> [Stated exercise] Give the data below again exactly as it stands. Omit the pictures.

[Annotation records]
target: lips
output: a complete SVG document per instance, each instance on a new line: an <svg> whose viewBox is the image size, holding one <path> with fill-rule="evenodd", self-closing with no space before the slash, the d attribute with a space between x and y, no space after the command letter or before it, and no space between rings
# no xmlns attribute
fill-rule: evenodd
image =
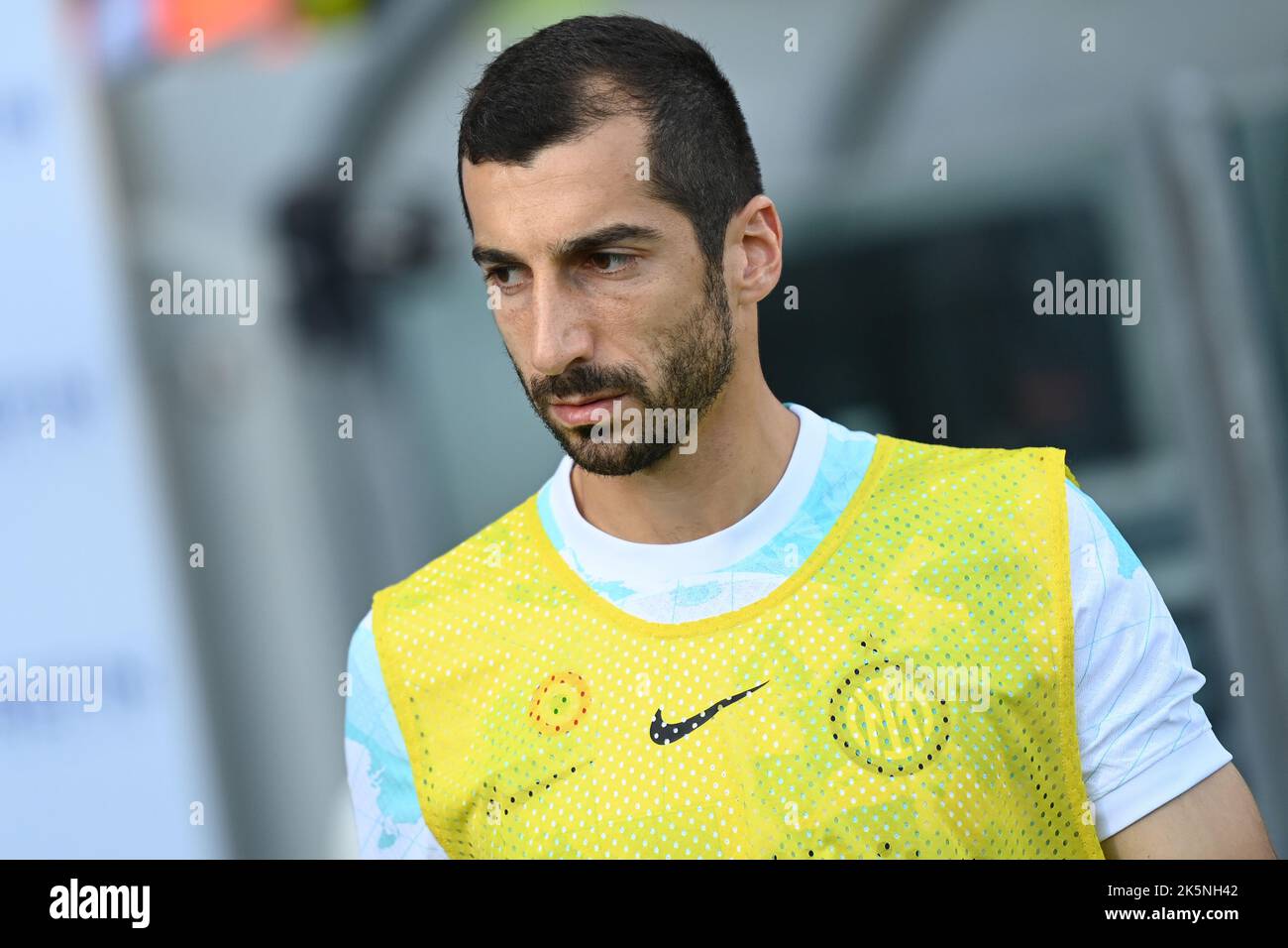
<svg viewBox="0 0 1288 948"><path fill-rule="evenodd" d="M564 424L594 424L603 418L603 415L596 414L598 411L612 411L613 401L625 397L623 392L617 392L613 395L590 396L580 401L551 402L550 411Z"/></svg>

> [Solution for this exercise]
target: lips
output: a complete SVG document per instance, each instance on a new line: an <svg> whose viewBox is the image size, holding one <path> with fill-rule="evenodd", self-closing with no space before the slash, the d attribute with a space between x and y, no space after the command letter or before it, and no space between rings
# no xmlns attribute
fill-rule: evenodd
image =
<svg viewBox="0 0 1288 948"><path fill-rule="evenodd" d="M564 424L594 424L603 418L603 415L596 414L598 411L612 411L613 401L625 397L623 392L617 392L613 395L590 396L580 401L551 402L550 411Z"/></svg>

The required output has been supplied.